### THE TASK
Write every record out again exactly as given.

** START PROVIDED ENTRIES **

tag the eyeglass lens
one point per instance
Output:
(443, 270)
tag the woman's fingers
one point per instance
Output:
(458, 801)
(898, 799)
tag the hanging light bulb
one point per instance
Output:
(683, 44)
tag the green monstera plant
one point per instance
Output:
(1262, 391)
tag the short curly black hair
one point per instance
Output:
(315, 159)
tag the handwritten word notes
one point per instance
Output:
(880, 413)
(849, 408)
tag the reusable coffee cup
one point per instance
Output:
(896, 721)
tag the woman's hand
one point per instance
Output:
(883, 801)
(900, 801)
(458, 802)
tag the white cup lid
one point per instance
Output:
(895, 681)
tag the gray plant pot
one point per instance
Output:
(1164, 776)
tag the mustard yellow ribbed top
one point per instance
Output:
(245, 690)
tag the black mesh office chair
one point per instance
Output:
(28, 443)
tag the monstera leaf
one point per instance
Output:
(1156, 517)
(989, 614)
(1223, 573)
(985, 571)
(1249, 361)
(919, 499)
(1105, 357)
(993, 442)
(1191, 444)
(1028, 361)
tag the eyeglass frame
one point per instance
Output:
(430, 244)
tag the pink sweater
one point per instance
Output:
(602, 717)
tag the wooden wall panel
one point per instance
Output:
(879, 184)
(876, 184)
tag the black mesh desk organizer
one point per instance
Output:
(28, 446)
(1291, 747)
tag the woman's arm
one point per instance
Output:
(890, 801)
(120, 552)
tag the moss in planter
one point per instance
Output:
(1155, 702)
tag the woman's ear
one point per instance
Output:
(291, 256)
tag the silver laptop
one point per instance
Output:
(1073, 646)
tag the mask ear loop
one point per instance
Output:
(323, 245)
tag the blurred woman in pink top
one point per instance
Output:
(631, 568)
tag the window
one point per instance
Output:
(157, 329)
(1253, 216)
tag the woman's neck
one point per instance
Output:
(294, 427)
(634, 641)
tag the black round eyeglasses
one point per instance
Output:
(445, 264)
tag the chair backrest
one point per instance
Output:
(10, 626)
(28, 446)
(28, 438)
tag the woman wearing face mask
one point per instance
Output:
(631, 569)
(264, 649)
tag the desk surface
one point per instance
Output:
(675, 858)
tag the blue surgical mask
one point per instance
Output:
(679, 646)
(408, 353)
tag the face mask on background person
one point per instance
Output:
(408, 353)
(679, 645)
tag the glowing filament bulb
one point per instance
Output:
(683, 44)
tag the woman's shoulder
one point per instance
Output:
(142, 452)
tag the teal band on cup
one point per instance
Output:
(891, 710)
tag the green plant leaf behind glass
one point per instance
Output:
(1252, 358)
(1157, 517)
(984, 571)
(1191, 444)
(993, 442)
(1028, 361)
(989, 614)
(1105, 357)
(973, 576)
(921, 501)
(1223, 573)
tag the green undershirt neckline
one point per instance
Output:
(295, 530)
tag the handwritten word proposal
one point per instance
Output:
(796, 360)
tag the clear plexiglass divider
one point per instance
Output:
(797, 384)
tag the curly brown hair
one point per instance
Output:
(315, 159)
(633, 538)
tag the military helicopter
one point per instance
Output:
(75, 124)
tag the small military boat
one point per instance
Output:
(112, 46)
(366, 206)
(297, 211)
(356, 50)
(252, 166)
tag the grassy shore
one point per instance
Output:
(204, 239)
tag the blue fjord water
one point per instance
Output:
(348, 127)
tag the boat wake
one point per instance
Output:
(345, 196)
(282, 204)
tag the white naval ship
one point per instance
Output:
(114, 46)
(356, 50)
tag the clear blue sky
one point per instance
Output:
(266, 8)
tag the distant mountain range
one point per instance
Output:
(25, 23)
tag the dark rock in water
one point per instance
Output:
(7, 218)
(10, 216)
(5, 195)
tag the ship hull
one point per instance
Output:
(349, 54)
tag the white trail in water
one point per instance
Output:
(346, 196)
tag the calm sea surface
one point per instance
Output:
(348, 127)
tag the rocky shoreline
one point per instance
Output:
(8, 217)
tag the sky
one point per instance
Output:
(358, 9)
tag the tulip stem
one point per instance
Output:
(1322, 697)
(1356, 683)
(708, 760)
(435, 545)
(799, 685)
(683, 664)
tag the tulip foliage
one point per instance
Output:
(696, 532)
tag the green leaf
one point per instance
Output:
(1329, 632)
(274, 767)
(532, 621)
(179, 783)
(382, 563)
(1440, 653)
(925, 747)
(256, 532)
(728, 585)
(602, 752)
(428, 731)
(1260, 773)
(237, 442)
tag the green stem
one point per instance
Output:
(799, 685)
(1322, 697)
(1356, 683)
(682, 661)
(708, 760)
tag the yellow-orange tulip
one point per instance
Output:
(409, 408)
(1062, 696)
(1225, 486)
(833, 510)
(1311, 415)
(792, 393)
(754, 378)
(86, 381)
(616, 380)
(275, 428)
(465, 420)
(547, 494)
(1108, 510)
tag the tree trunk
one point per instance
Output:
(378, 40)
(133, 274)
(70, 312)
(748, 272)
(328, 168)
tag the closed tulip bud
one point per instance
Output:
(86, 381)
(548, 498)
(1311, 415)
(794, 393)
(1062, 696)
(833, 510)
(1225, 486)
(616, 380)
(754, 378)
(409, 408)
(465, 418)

** END PROVIDED ENTRIES **

### RESULT OF THE EXERCISE
tag the eyeglass lens
one point per instance
Output:
(443, 270)
tag the woman's fingers
one point per instance
Output:
(458, 801)
(898, 799)
tag the hanging light bulb
one point per instance
Output:
(683, 44)
tag the green monstera plant
one point per instance
Output:
(1262, 391)
tag the short curly black hair
one point per instance
Output:
(315, 159)
tag the handwritten word notes
one point per instance
Output:
(880, 413)
(849, 408)
tag the reusable coffee cup
one point per instance
Output:
(896, 721)
tag the woman's hand
one point per instance
Output:
(883, 801)
(900, 801)
(458, 802)
tag the white cup lid
one point per instance
Output:
(895, 681)
tag the gray plant pot
one point per instance
Output:
(1164, 776)
tag the mustard yellow ribbed top
one point per instance
Output:
(245, 690)
tag the black mesh office chair
one point per instance
Output:
(28, 443)
tag the monstera leaf
one point per instance
Output:
(1156, 517)
(989, 614)
(1223, 573)
(985, 571)
(1249, 361)
(919, 499)
(1105, 357)
(993, 442)
(1191, 444)
(1028, 361)
tag the eyeglass frame
one point per instance
Output:
(430, 244)
tag the pink sweater
one point per instance
Output:
(602, 717)
tag the wooden wall panel
one point per instance
Output:
(879, 184)
(876, 184)
tag the black mesh desk organizer
one point per instance
Output:
(28, 446)
(1291, 747)
tag the woman's arm
one point per instance
Output:
(890, 801)
(120, 552)
tag the moss in planter
one point per instance
Output:
(1155, 702)
tag the woman's ear
one point per instance
Output:
(291, 256)
tag the silver laptop
one point per instance
Output:
(1073, 646)
tag the mask ear loop
one point per instance
Output:
(323, 245)
tag the blurred woman in pink top
one point per instance
Output:
(631, 568)
tag the window
one point per instance
Output:
(157, 329)
(1253, 216)
tag the woman's neck
one point per instance
Output:
(294, 427)
(634, 641)
tag the black round eyeglasses
one point per instance
Output:
(445, 264)
tag the chair backrest
one point per instance
Output:
(10, 626)
(28, 446)
(28, 438)
tag the woman wearing face mask
one point per instance
Output:
(631, 569)
(264, 649)
tag the desk surface
one point per instance
Output:
(675, 858)
tag the blue surgical mask
one point per instance
Output:
(679, 646)
(408, 353)
tag the face mask on background person
one point per instance
Output:
(408, 353)
(679, 645)
tag the glowing filament bulb
one point per instance
Output:
(683, 44)
tag the woman's shoulder
one point per instance
Output:
(142, 452)
tag the teal band on cup
one point per instance
Output:
(891, 710)
tag the green plant leaf behind glass
one point per instance
Output:
(1252, 358)
(1157, 517)
(984, 571)
(1191, 444)
(993, 442)
(1028, 361)
(989, 614)
(1105, 357)
(973, 576)
(921, 501)
(1223, 573)
tag the green undershirt neckline
one point per instance
Output:
(295, 530)
tag the handwritten word proposal
one point per instance
Output:
(796, 360)
tag the clear plexiglass divider
one point per instance
Output:
(797, 384)
tag the curly brown hair
one point per instance
Output:
(315, 159)
(633, 538)
tag the military helicopter
one point per instance
Output:
(75, 124)
tag the small military boat
one point per instance
Output:
(112, 46)
(366, 206)
(297, 211)
(356, 50)
(252, 166)
tag the grassy shore
one point per instance
Output:
(204, 239)
tag the blue fjord water
one point per instance
Output:
(348, 127)
tag the boat wake
one point per instance
Output:
(345, 196)
(282, 204)
tag the white naval ship
one point per instance
Output:
(114, 46)
(356, 50)
tag the clear blue sky
one point per instance
Output:
(266, 8)
tag the distant mountain range
one point per instance
Output:
(25, 23)
tag the dark rock in water
one point per instance
Output:
(7, 218)
(10, 216)
(5, 195)
tag the ship hull
one point per instance
Output:
(349, 54)
tag the white trail in water
one point per instance
Output:
(346, 196)
tag the calm sea surface
one point per instance
Output:
(348, 127)
tag the rocky shoreline
one point per instance
Output:
(8, 217)
tag the sky
one point per instance
Output:
(358, 9)
tag the tulip stem
one point per instance
Output:
(1322, 697)
(1356, 683)
(708, 760)
(435, 545)
(799, 685)
(683, 664)
tag the tulip foliage
one point per instance
Output:
(696, 532)
tag the green leaf
one point per instance
Output:
(1329, 632)
(274, 767)
(532, 621)
(179, 783)
(382, 563)
(1440, 653)
(925, 747)
(256, 532)
(728, 585)
(602, 752)
(428, 731)
(1260, 773)
(237, 442)
tag the green stem
one point per instance
Output:
(799, 685)
(1322, 697)
(1356, 683)
(682, 661)
(708, 760)
tag the yellow-orange tulip
one point per instance
Output:
(409, 408)
(1062, 696)
(1225, 486)
(833, 510)
(1311, 415)
(792, 393)
(754, 378)
(86, 381)
(616, 380)
(275, 428)
(465, 420)
(547, 494)
(1108, 510)
tag the tree trunk
one point per instance
Output:
(378, 40)
(133, 274)
(70, 312)
(748, 272)
(328, 168)
tag the closed tulip bud
one point per instance
Output:
(86, 381)
(548, 498)
(1311, 415)
(794, 393)
(1062, 696)
(833, 510)
(1225, 486)
(616, 380)
(754, 378)
(409, 408)
(465, 418)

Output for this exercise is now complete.